Problem description:
Each line that follows is to be retyped exactly.

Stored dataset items
▬▬▬

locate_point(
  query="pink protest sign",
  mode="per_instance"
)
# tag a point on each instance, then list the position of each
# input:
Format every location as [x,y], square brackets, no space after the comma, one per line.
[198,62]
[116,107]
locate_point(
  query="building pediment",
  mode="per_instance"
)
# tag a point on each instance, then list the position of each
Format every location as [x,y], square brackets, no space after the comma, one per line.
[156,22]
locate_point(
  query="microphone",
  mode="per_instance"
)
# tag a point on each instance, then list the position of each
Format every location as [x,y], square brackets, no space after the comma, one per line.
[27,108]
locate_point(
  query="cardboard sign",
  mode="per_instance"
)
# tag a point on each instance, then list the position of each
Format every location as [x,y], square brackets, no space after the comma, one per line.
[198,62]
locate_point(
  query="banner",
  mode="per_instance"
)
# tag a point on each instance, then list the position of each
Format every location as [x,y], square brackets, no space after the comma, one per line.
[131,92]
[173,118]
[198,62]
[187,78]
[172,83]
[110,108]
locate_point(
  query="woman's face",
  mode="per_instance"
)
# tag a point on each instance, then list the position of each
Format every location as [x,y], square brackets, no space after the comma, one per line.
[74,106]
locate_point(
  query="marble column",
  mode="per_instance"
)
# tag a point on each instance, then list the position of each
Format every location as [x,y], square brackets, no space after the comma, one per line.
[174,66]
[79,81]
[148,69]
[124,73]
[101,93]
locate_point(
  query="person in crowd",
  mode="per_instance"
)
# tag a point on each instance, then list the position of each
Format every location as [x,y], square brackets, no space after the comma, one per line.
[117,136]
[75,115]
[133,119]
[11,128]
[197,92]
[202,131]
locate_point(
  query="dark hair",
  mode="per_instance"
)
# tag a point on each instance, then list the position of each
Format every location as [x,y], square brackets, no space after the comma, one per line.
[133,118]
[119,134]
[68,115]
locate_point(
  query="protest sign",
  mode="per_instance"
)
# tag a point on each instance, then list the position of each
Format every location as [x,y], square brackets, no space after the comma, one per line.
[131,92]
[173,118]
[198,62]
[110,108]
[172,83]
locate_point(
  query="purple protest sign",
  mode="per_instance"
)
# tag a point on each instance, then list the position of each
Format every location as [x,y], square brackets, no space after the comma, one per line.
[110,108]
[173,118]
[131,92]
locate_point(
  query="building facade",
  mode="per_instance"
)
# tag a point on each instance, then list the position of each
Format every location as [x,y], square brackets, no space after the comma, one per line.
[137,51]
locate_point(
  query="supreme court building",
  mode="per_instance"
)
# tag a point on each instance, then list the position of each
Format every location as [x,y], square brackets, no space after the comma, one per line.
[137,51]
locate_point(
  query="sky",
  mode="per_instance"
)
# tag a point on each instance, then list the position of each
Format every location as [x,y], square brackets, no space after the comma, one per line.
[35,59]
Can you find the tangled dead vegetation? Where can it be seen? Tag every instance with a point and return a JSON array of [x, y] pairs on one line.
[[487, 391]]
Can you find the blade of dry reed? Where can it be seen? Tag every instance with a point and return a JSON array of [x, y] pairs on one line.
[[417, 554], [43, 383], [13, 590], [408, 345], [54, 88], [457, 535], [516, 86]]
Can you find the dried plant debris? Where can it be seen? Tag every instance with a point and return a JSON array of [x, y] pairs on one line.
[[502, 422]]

▬▬▬

The result:
locate_point(
  query="pink protest sign",
  mode="per_instance"
)
# tag a point on each instance, then list the position of each
# input:
Format every location as [x,y], square brackets, no space after the comma, one per line.
[198,62]
[116,107]
locate_point(
  query="building pediment",
  mode="per_instance"
)
# tag a point on each instance, then list the position of each
Format every location as [x,y], square brackets, no space after the comma, one per line.
[156,22]
locate_point(
  query="microphone",
  mode="per_instance"
)
# tag a point on each instance, then list the position of each
Format every location as [x,y], square brackets, no space after the comma, one per line.
[27,108]
locate_point(
  query="cardboard sign",
  mode="per_instance"
)
# tag a point on each instance, then list the position of each
Format every location as [x,y], square brackets, no space after the comma, one per line.
[198,62]
locate_point(
  query="banner",
  mode="per_instance"
)
# tag a point on each instance, then list the position of each
Format every location as [x,y], square brackets, no space after the comma, one per line.
[131,92]
[173,118]
[198,62]
[187,78]
[172,83]
[110,108]
locate_point(
  query="woman's face",
  mode="per_instance"
)
# tag a point on each instance, then list the position of each
Format every location as [x,y], square brackets, no space after the comma, one per line.
[74,106]
locate_point(
  query="marble column",
  mode="per_instance"
)
# tag a point on each instance, then list the position of each
Format every location as [x,y], square brackets, no space after the comma, one per line.
[174,66]
[79,81]
[148,69]
[124,73]
[101,93]
locate_point(
  query="person in crowd",
  mode="per_instance"
)
# tag a point on each instance, then list the position of each
Format every location as [x,y], square brackets, no space after the comma, one per line.
[117,136]
[75,115]
[133,119]
[11,128]
[197,92]
[202,131]
locate_point(
  query="dark hair",
  mode="per_instance"
)
# tag a point on each instance, then list the position of each
Format every location as [x,y], square brackets, no space after the comma, one per line.
[133,118]
[119,134]
[68,115]
locate_point(
  query="protest sign",
  mode="per_instance"
)
# tag a point on each instance, then list the position of each
Format every location as [x,y], square brackets, no space after the comma, one per line.
[131,92]
[173,118]
[198,62]
[110,108]
[172,83]
locate_point(
  query="purple protest sign",
  mode="per_instance"
)
# tag a point on each instance, then list the position of each
Format every location as [x,y], square brackets, no space after the comma, one per line.
[110,108]
[173,118]
[131,92]
locate_point(
  query="building facade",
  mode="per_instance"
)
# tag a point on each instance, then list the position of each
Format every location as [x,y], square brackets, no space after the comma, one per line.
[137,51]
locate_point(
  query="supreme court building",
  mode="per_instance"
)
# tag a point on each instance, then list the position of each
Format every location as [x,y], square brackets, no space after the comma, one per line.
[137,51]
locate_point(
  query="sky",
  mode="per_instance"
)
# tag a point on each instance, then list the position of each
Format every location as [x,y], square brackets, no space after the comma, one per line.
[35,59]
Can you find the tangled dead vegetation? Where can it be seen? Tag every instance with a point and return a JSON array of [x, y] pairs on one line.
[[487, 391]]
Can you find the blade of dry reed? Where can it be seen? Tag every instance with a point and return a JSON array of [x, y] pairs on one line.
[[417, 554], [43, 383], [13, 590], [408, 345], [54, 88], [457, 535], [516, 86]]
Can you find the dried plant debris? Where can it be seen? Tag every instance with a point and return a JSON array of [x, y] pairs on one line.
[[502, 422]]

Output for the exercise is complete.